**Tâche écrite:** Rédigez la suite du texte sur l'assassinat de l'abbé James E. Coyle, en reprenant après sa dernière phrase.

**Texte présenté:**
____________________
Un livre paru en janvier de cette année, jette une lumière crue sur les atroces préjugés anticatholiques et racistes
qui dominaient la société wasp américaine dans la première moitié du XXe siècle.
Rising Road : A True Tale of Love, Race and Religion in America,
écrit par Sharon Davies, professeur de droit à l’Ohio State University, raconte une affaire judiciaire peu banale mais fondé sur un fait divers révélateur de l’état des
mentalités et de la haine anticatholique.
Né le 23 mars 1873, l’abbé James E.
Coyle , né en Irlande, fut ordonné prêtre à Rome le 30 mai 1896 à l’âge, encore tendre, de 23 ans, pour le diocèse de Mobile (aujourd’hui archidiocèse) en
Alabama, et dont il n’est pas inutile de préciser que le premier ordinaire fut notre compatriote Michel Portier
(1795-1859). Nommé en 1904 curé de l’église St. Paul de Birmingham (Alabama), une paroisse nombreuse du fait de l’arrivée à Birmingham de nombreux
immigrants d’origine européenne recrutés pour l’industrie sidérurgique naissante, l’abbé Coyle y manifesta un grand zèle apostolique marqué par l’amour de l’Eucharistie et de la
Vierge Marie. Il fut notamment le chapelain du chapitre local des Knights of
Columbus .
Le 11 août 1921, alors qu’il était assis en train de lire sur une chaise à bascule sous l’auvent de l’entrée de son
presbytère, un homme s’approche vers lui et lui tire une balle dans la tête. Transporté à l’hôpital, il décédera une heure plus tard.
Son assassin était un pasteur méthodiste, Edwin R. Stephenson, par ailleurs membre du Ku Klux
Klan, une organisation dont on ignore généralement en France qu’elle fut fondée aussi pour persécuter les catholiques.
____________________
**Liste des entrées:**
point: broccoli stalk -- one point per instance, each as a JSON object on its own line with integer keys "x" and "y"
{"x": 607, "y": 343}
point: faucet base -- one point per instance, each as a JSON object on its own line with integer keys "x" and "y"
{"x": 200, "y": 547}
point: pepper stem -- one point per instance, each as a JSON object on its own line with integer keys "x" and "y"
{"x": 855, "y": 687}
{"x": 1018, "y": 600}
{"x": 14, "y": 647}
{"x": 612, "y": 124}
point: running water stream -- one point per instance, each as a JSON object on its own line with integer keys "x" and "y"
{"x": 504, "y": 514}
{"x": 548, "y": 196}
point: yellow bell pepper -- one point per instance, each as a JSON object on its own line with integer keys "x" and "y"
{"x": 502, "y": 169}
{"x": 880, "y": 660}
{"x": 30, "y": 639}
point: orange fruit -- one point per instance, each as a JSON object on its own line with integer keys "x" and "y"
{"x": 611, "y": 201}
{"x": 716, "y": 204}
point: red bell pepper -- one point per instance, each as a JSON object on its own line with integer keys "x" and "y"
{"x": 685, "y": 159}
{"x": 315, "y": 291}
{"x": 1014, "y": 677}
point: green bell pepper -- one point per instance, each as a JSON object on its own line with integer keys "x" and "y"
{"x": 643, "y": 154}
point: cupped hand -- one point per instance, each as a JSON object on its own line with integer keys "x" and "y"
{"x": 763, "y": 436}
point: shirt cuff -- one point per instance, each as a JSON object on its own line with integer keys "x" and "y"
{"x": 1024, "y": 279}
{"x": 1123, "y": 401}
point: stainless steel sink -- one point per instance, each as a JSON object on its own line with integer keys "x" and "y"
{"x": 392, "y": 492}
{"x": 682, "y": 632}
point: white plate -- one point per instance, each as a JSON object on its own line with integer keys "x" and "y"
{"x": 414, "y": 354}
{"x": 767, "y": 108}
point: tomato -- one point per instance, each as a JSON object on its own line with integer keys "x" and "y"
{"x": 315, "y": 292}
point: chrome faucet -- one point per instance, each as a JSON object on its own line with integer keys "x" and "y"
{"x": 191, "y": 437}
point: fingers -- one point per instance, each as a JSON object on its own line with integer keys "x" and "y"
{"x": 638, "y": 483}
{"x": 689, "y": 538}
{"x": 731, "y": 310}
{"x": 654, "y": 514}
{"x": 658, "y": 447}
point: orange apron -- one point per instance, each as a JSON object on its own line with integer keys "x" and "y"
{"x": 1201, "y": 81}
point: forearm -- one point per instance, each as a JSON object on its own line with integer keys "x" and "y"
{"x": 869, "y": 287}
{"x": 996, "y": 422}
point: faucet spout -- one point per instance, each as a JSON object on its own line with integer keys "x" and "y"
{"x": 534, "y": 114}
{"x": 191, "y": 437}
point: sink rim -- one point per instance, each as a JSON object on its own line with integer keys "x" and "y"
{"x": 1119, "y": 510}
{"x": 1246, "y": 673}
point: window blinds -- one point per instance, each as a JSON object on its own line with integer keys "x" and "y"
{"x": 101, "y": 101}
____________________
**Réponse:**
Quelques heures auparavant, le curé avait reçu l’échange des consentements de mariage de la fille unique de
Stephenson, Ruth – convertie depuis quelques mois au catholicisme – et d’un jeune immigré Portoricain, Pedro Gussman. Rendu furieux et par la
conversion au catholicisme de sa fille et par son mariage avec un immigré qu’il considérait comme une espèce de sous-homme, Stephenson décida d’aller abattre celui par qui le
“scandale” était arrivé : l’abbé Coyle.
Le procès qui s’ensuivit fut une véritable parodie. Le président du tribunal William E. Fort, était
lui-même membre du Klan, comme la plupart des membres du jury dont le président. L’avocat de Stephenson, Hugo Black – qui adhéra au
Klan dix-huit mois plus tard et finit juge très libéral à la Cour Suprême des États-Unis – plaida à la fois “non coupable” et “non coupable en raison d’un moment
de folie” pour son client et lui obtint l’acquittement. L’avocat alla même jusqu’à faire citer Pedro Gussman, en ayant soin de faire baisser la lumière dans la salle d’audience
pour que le teint mat du témoin apparaisse encore plus sombre, et n’hésita pas à dauber sur ses cheveux noirs et frisés et sa peau basanée… Il sera lui-même sans doute assassiné, de nombreuses
année plus tard en 1934, lors d’un mystérieux accident de voiture.
Voilà comment se rendait la justice en Alabama, et dans tant d’autres États, en ces années-là.
On a peine à imaginer aujourd’hui, y compris aux États-Unis, l’incroyable persécution dont furent victimes les
catholiques.
Le législateur de l’Alabama vota en 1919, par exemple, la loi dite Alabama Convent Inspection
(inspection des couvents) qui autorisait les fonctionnaires, sans même un mandat de perquisition, d’inspecter les couvents catholiques pour y découvrir d’éventuels « reclus contre leur gré »
ou « incarcérés sans jugement » ! Il n’était pas rare non plus que les pasteurs protestants de l’époque consacrent leurs sermons à de violentes diatribes
anticatholiques.
La haine anticatholique a pris aujourd’hui d’autres chemins aux États-Unis, mais il n’est pas indifférent d’en rappeler
l’une des sources.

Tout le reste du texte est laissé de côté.